Aim of the exercise: Only the lines below from the one with "Query: blue sky" through the one with "Query: grass" are to be written out, exactly and without any images.

Content starts

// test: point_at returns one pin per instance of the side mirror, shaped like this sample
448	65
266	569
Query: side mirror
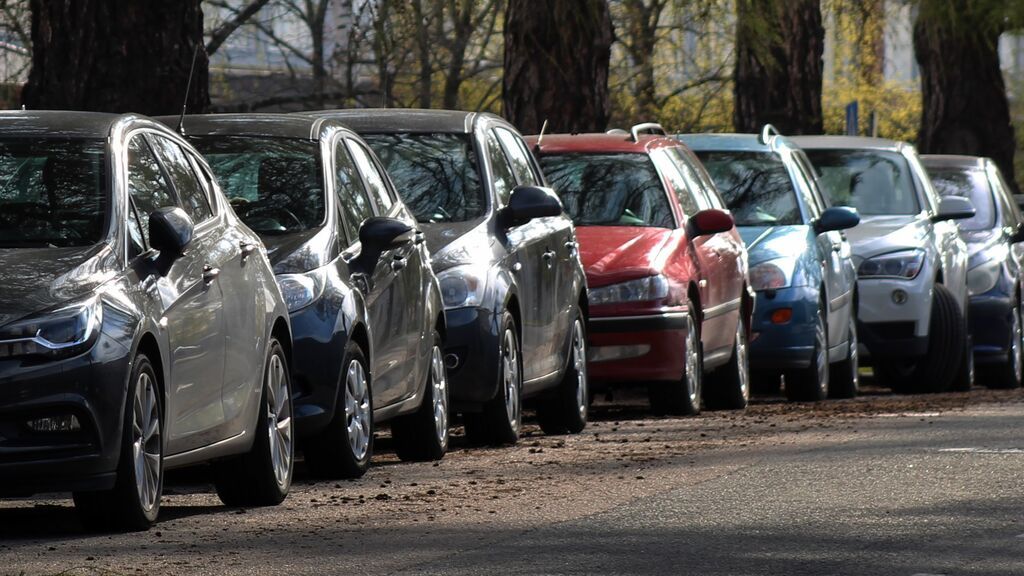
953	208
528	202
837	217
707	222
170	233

Content ends
Content starts

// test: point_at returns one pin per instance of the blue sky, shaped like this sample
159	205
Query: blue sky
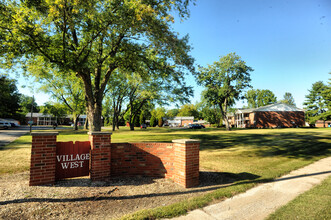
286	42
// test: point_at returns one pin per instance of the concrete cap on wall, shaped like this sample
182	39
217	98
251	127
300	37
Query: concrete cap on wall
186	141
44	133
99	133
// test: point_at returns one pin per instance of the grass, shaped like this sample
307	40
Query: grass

Content ends

Answer for this exercise:
Query: blue sky
286	42
// test: point_at returns one pin per instance of the concrete cap on wall, shaped like this sample
182	39
217	98
251	127
300	37
Query: concrete cap on wall
186	141
44	133
99	133
// test: point_at returns one pin per instance of the grass, shaped like this sample
307	40
Query: grass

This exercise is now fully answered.